Problem statement
Extract every line of the material below that contains the string "hand". Case counts, so a line qualifies only if the string appears with exactly that capitalization.

Data records

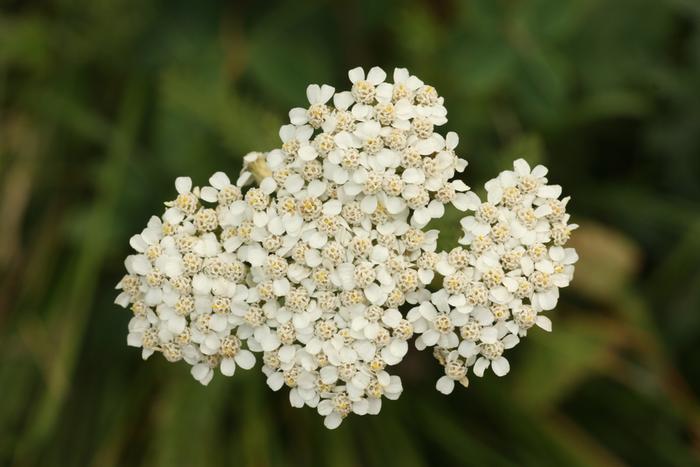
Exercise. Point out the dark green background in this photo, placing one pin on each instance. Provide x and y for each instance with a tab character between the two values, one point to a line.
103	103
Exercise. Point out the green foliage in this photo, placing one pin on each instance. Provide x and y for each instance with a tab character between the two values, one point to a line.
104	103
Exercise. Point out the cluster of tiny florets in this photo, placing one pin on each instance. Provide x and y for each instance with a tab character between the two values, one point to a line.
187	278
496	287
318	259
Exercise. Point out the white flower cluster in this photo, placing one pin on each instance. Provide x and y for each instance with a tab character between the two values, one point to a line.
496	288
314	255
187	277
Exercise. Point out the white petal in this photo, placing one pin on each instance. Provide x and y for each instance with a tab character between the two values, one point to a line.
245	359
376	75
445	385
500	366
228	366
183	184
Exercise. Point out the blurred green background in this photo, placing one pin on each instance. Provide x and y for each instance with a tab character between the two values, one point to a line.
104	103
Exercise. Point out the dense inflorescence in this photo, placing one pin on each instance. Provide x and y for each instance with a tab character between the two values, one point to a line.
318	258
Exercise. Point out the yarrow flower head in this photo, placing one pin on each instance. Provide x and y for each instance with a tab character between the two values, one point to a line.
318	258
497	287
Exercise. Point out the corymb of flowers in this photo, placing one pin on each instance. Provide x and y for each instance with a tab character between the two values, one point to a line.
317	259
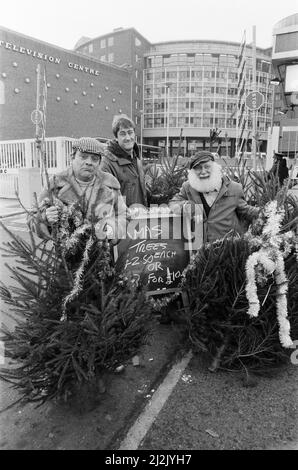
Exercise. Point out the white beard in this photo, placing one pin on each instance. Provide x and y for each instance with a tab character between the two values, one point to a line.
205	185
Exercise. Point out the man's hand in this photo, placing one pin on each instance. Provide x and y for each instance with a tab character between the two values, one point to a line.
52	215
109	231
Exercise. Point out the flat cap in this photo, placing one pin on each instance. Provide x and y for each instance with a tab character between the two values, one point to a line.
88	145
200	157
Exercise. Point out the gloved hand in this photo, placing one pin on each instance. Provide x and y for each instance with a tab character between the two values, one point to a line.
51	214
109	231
==
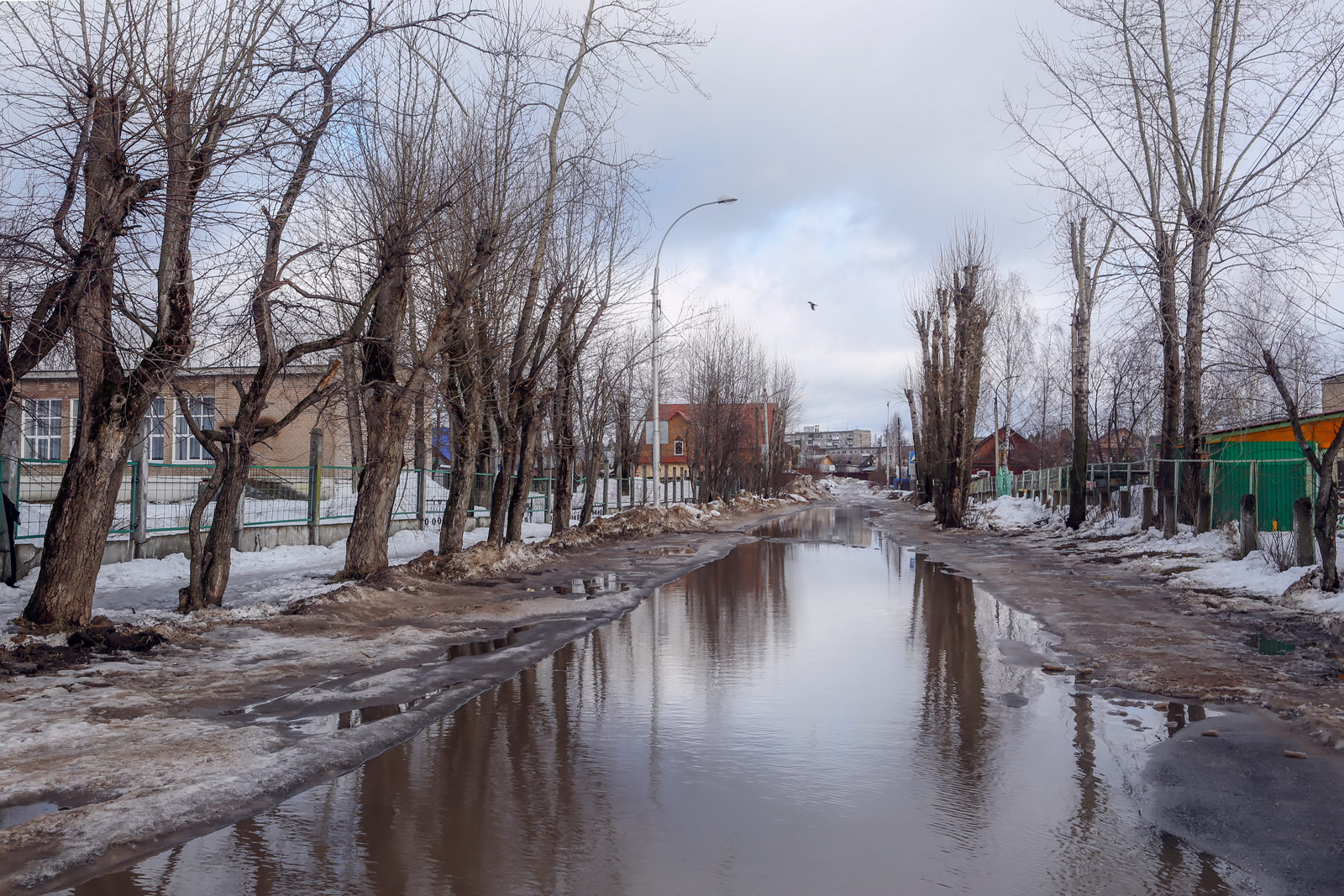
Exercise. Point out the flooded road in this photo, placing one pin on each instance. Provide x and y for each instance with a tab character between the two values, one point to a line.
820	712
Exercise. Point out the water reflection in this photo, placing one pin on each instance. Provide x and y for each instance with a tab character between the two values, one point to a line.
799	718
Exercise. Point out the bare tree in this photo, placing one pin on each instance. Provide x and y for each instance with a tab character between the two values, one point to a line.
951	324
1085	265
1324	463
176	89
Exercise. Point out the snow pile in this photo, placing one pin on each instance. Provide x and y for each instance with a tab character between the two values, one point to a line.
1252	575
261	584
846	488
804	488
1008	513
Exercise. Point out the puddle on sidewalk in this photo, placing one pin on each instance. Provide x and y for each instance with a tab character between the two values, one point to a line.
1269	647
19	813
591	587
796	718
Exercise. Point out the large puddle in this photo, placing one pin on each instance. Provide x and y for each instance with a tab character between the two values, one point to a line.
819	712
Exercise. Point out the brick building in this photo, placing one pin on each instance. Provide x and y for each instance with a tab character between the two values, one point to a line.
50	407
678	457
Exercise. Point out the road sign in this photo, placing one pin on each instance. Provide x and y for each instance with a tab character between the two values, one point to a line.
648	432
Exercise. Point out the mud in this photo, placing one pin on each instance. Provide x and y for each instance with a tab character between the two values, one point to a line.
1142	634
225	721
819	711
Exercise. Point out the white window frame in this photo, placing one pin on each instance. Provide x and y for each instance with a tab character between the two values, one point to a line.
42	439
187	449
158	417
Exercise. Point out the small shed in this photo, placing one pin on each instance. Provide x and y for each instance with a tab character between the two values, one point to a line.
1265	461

Correct response
Exercise. Point out the man's hand in this photo, placing one pin on each instance. Provide x and y for each instance with a tab character between the two values, one point to a line.
Exercise. Point out the gloved hand in this photo, placing one pin on each instance. Provide x and y for each instance with a tab character between the two values, one point to a line.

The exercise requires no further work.